| Task set |
1: According to the VGSTUDIO MAX text, in which version was the integrated reporting function introduced?
2: List the data sections that, according to the VGSTUDIO MAX text, can be reordered or removed from a report.
3: Copy the VGSTUDIO MAX text verbatim, from "The new P203" up to and including "of the part.".

| Passage provided |
____

The results of a P 203 analysis can be documented using Reporting via Excel—or the new integrated reporting function. Introduced in version 3.4.4, the completely new integrated reporting function lets you edit and view reports in Volume Graphics applications exactly as they will appear in the PDF, customize them, automate their creation, and store them directly in your .vgl project. This allows you to report P 203 results along with a faithful representation of the overview table of tolerancing results.

The new P203 analysis supports export to Q-DAS right from the start so that you can qualify and statistically analyze your casting processes. Using the Q-DAS ASCII transfer format, VGSTUDIO MAX can export your P 203 tolerances and codes and the related global porosity analysis results. 

Inspect tetrahedral mesh element quality and element size specifically within an ROI by creating element quality histograms only for elements within the defined ROI. This avoids unnecessary meshing steps when different element quality acceptance criteria are specified for different zones within the component. For example, high element quality might definitely be required in a particular ROI, while some lower-quality elements might be acceptable in the rest of the part.

Using NASTRAN export for volume meshes simplifies your workflow when building NASTRAN simulation models based on CT data. Now, you can directly use tetrahedral volume meshes created in VGSTUDIO MAX for NASTRAN simulations without using, for example, FE preprocessor software to convert them from PATRAN or ABAQUS formats into NASTRAN format.

Custom image generation settings, such as for resolution and opacity mapping, are now also available for the new integrated reporting function and can be specified for individual objects or for the entire report. This way, image creation is consistent even in automation scenarios and reporting the same content using different settings is easily possible.

The new zoom function in the WYSIWYG (What You See Is What You Get) editor lets you easily fit relevant content to your screen while viewing or editing a report. It automatically scales the report pages to fit the available space or allows you to set a manual zoom level depending on the level of detail you want to see. 

A new save image option allows you to save either the currently selected workspace window or a manually defined combination of workspace windows. Depending on your manual inspection workflow, one or the other might be more convenient for you—the new option in the dialog allows for both while keeping the shortcut and automatic storage of other image settings unchanged.

You can now directly import high-resolution volume data from ZEISS Xradia CT systems including correct settings for orientation and dimensions. Support for the TXM format, which is typically used when analyzing the microstructure of material samples, eliminates the need for a time-consuming export of DICOM or TIFF on the CT system and their manual import into VGSTUDIO MAX.

The new WYSIWYG (What You See Is What You Get) editor as part of the completely new integrated reporting function makes it easy to create a more digestible view of your project data. You can create reports that contain all or a subset of the reportable content in the scene and customize the displayable content, such as images, table columns, or page layouts. Additionally, data sections in the report, like selected metainformation, volume information, analysis settings, or result images, can be reordered or removed altogether. Once a custom layout has been created, it can be stored and reused when similar content is to be reported.

____

Region labeling data:
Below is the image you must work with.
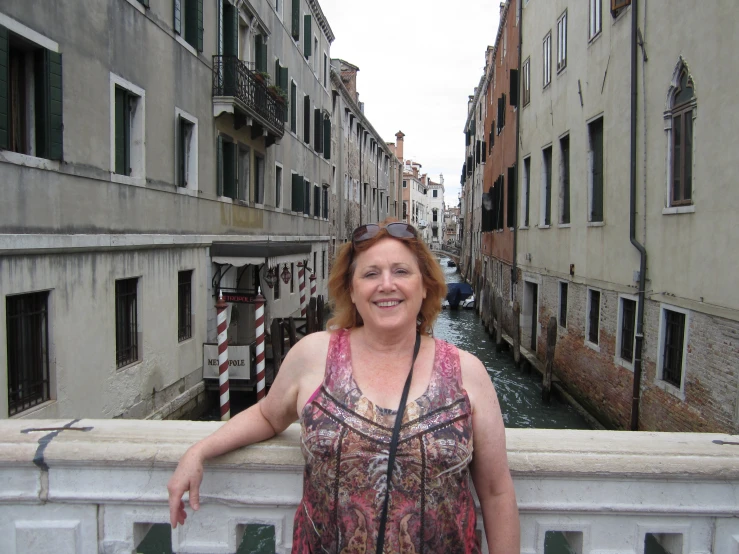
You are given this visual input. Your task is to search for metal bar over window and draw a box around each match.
[6,292,50,416]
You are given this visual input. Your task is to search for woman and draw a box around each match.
[168,222,519,554]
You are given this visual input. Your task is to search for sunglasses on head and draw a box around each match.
[352,221,418,245]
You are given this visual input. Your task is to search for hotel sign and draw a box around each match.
[203,340,251,381]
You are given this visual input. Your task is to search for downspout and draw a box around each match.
[629,0,647,431]
[511,0,523,299]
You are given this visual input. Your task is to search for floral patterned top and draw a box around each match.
[292,329,480,554]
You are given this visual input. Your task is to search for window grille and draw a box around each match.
[115,278,139,368]
[5,292,50,416]
[662,310,685,388]
[177,271,192,342]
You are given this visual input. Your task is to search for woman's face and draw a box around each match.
[350,238,426,330]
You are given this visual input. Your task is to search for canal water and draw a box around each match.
[137,259,600,554]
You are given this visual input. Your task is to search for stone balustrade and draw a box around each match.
[0,420,739,554]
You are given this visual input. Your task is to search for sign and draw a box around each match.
[221,289,257,304]
[203,340,251,381]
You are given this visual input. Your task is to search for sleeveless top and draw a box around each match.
[292,329,480,554]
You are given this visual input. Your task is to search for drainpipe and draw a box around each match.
[511,0,523,294]
[629,0,647,431]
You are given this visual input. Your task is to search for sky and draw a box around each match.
[319,0,500,207]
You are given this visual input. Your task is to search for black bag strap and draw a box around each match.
[375,332,421,554]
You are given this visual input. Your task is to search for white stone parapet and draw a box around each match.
[0,420,739,554]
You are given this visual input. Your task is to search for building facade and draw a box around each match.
[517,0,739,433]
[0,0,399,418]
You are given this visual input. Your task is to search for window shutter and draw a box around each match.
[292,173,304,212]
[197,0,204,52]
[303,15,313,58]
[313,108,323,152]
[303,179,310,215]
[223,2,239,56]
[303,95,310,143]
[114,87,128,175]
[323,118,331,160]
[0,25,10,148]
[216,135,223,196]
[510,69,518,107]
[173,0,183,35]
[292,0,300,40]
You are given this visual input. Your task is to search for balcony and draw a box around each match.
[213,56,287,146]
[0,419,739,554]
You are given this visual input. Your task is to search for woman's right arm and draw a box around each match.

____

| Replies |
1: Version 3.4.4

2:
- Selected metainformation
- Volume information
- Analysis settings
- Result images

3:
The new P203 analysis supports export to Q-DAS right from the start so that you can qualify and statistically analyze your casting processes. Using the Q-DAS ASCII transfer format, VGSTUDIO MAX can export your P 203 tolerances and codes and the related global porosity analysis results. 

Inspect tetrahedral mesh element quality and element size specifically within an ROI by creating element quality histograms only for elements within the defined ROI. This avoids unnecessary meshing steps when different element quality acceptance criteria are specified for different zones within the component. For example, high element quality might definitely be required in a particular ROI, while some lower-quality elements might be acceptable in the rest of the part.